- **Bereitgestellter Auszug**
⁂

Im Jahr 2000, gerade mal 26-jährig, übernahm er «The Cellar Restaurant & Jazz Club» und baute den Club innert kurzer Zeit zum In-Jazzlokal auf, in dem Jazzgrössen wie George Coleman, Jeff Hamilton, Louis Hayes, David «Fathead» Newman oder Dr. Lonnie Smith auftraten. 2001 gründete er das Jazz-Label «Cellar Live», um die besten Konzerte auch als CD produzieren zu können. Daneben hatte er sein wöchentliches Radioprogramm auf CFRO Vancouver.
Nach 14 Jahren im Club-Business hatte er genug, wobei es vor allem der Nerven aufreibende Restaurationsbetrieb war, der ihn zur Schliessung bewog.
Besonders stolz ist Cory Weeds auf sein Plattenlabel-Jubiläum: 20 Jahre besteht «Cellar Live», das Music Label, das laut CBC über 200 Alben im Katalog aufführt und bereits weitere in Planung hat. Zum Start ins Jubiläumsjahr kam «O Sole Mio» auf den Markt, Corys siebzehntes Album als Leader.
Wegen des Untertitels «Music from the Motherland» wollte ich von Cory Weeds mehr über seine Beziehung zu Italien wissen. Seine Antwort (via E-Mail): «Ich habe kein italienisches Erbgut, aber ich habe eine grosse Affinität zum Land. Ich habe Italien mehr als achtmal in meinem Leben besucht und bin in einem äusserst «italienischen» Viertel aufgewachsen. Die Aufnahme war das Ergebnis einer besonders fruchtbaren Partnerschaft mit dem italienischen Kulturzentrum hier in Vancouver.»
«O Sole Mio»

⁂

Daten zur Objektverortung in natürlicher Sprache

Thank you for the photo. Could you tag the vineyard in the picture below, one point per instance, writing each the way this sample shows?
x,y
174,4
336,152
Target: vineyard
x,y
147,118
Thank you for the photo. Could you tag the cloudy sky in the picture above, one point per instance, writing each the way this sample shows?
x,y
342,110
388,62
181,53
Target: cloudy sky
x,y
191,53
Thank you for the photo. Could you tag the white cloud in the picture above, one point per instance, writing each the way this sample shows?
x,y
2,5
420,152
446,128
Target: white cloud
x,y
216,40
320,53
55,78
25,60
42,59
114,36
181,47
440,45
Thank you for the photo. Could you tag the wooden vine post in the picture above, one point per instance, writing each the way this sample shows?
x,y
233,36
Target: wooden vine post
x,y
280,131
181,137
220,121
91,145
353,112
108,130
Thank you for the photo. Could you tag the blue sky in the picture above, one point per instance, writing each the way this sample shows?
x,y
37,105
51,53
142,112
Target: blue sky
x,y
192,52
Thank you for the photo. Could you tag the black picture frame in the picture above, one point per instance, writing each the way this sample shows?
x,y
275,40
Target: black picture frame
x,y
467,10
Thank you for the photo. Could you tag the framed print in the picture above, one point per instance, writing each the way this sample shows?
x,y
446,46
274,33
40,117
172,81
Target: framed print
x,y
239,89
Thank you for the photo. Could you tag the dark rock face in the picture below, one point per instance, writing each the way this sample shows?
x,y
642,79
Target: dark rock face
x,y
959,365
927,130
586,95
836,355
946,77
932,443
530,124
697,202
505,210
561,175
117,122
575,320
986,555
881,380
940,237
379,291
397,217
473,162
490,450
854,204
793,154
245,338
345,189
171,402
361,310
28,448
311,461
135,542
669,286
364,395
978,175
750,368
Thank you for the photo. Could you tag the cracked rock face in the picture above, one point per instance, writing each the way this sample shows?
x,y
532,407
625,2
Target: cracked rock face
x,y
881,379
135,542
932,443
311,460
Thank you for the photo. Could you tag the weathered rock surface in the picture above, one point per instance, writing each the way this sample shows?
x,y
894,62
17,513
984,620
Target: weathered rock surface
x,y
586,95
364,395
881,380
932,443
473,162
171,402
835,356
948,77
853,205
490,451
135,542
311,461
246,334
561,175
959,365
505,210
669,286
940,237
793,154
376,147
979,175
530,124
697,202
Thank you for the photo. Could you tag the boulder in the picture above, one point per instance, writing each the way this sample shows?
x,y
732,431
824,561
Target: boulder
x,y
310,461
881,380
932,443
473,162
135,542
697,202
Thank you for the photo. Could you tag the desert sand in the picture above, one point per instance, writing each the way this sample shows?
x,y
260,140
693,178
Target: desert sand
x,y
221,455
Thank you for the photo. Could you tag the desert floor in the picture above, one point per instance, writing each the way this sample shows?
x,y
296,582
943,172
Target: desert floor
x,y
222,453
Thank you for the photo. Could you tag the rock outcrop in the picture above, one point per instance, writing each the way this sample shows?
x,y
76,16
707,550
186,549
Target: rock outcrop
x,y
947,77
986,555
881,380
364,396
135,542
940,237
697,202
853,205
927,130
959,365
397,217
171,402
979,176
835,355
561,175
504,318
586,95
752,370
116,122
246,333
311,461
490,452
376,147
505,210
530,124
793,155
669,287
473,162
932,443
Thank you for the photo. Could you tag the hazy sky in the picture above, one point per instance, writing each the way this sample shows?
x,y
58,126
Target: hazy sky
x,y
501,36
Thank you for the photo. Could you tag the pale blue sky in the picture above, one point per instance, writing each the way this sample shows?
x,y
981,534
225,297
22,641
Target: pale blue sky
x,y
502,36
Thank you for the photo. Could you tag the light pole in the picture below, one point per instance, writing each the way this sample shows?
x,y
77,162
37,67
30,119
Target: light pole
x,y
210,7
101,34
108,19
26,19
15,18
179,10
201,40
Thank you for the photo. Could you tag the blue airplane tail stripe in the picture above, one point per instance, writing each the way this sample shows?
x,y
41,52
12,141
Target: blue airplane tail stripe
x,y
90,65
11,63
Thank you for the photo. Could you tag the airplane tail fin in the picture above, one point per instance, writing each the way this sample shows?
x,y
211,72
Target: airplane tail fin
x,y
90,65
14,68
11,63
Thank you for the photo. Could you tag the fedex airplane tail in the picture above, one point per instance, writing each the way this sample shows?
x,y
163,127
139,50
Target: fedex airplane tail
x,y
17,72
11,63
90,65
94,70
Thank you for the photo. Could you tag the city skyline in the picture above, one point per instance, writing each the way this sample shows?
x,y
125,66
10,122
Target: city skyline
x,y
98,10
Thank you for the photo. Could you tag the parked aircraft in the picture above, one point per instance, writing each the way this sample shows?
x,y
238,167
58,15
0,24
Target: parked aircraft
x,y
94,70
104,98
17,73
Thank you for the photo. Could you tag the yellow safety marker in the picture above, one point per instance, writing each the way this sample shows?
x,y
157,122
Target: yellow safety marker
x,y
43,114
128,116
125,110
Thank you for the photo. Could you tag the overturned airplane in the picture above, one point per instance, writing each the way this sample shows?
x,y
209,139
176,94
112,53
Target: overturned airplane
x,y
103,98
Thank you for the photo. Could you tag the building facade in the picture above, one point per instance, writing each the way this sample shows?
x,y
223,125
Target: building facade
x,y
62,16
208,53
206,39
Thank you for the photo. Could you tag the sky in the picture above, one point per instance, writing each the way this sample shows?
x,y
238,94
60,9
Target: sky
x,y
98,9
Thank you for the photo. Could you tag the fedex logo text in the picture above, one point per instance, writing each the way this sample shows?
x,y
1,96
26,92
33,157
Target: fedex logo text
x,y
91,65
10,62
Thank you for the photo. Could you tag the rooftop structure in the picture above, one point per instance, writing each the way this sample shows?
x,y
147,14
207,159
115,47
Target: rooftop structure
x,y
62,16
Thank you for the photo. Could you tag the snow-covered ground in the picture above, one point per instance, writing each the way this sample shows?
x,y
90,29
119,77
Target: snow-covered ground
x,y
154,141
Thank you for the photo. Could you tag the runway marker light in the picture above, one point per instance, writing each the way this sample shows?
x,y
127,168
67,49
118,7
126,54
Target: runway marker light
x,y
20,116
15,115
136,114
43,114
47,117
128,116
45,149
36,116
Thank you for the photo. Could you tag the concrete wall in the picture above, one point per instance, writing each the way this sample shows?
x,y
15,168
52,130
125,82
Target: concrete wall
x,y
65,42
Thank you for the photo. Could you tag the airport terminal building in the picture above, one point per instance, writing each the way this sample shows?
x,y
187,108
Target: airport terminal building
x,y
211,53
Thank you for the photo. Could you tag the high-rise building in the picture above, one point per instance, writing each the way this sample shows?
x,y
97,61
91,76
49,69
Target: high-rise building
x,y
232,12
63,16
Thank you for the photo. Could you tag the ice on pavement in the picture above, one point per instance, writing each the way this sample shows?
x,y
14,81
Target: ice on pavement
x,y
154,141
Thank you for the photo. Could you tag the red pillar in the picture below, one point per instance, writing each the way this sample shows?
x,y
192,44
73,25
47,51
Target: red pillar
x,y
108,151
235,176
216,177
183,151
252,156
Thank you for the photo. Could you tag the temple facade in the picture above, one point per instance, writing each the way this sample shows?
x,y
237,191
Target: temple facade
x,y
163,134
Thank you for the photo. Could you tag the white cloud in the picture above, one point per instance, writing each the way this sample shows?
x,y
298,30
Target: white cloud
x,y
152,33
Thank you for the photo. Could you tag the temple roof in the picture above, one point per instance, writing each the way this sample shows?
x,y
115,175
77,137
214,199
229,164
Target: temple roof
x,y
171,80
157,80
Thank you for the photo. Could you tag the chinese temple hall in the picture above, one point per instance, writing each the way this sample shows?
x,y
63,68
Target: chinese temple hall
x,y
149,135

⁂

- **Anweisungen zur Übung**
[a] Beantworten Sie anhand des Auszugs die folgenden Fragen:
(i) In welchem Jahr wurde das Jazz-Label «Cellar Live» gegründet?
(ii) Wie viele Jahre verbrachte Cory Weeds im Club-Business?
(iii) Wie oft hat Cory Weeds Italien laut seiner E-Mail-Antwort besucht?
[b] Prüfen Sie, ob die folgenden Aussagen mit dem Auszug übereinstimmen, und belegen Sie jede Entscheidung mit einem wörtlichen Zitat:
(i) «O Sole Mio» ist das siebzehnte Album von Cory Weeds als Leader.
(ii) Cory Weeds hat italienisches Erbgut.
(iii) Das wöchentliche Radioprogramm lief auf CBC.
[c] Entnehmen Sie dem Auszug wörtlich den Abschnitt, der bei den Worten „Besonders stolz ist“ beginnt, und enden Sie nach „Album als Leader.“.

- **Antworten je Aufgabe**
[a]
(i) 2001
(ii) 14 Jahre
(iii) mehr als achtmal

[b]
(i) Ja: „Corys siebzehntes Album als Leader“
(ii) Nein: „Ich habe kein italienisches Erbgut“
(iii) Nein: „Daneben hatte er sein wöchentliches Radioprogramm auf CFRO Vancouver.“

[c]
Besonders stolz ist Cory Weeds auf sein Plattenlabel-Jubiläum: 20 Jahre besteht «Cellar Live», das Music Label, das laut CBC über 200 Alben im Katalog aufführt und bereits weitere in Planung hat. Zum Start ins Jubiläumsjahr kam «O Sole Mio» auf den Markt, Corys siebzehntes Album als Leader.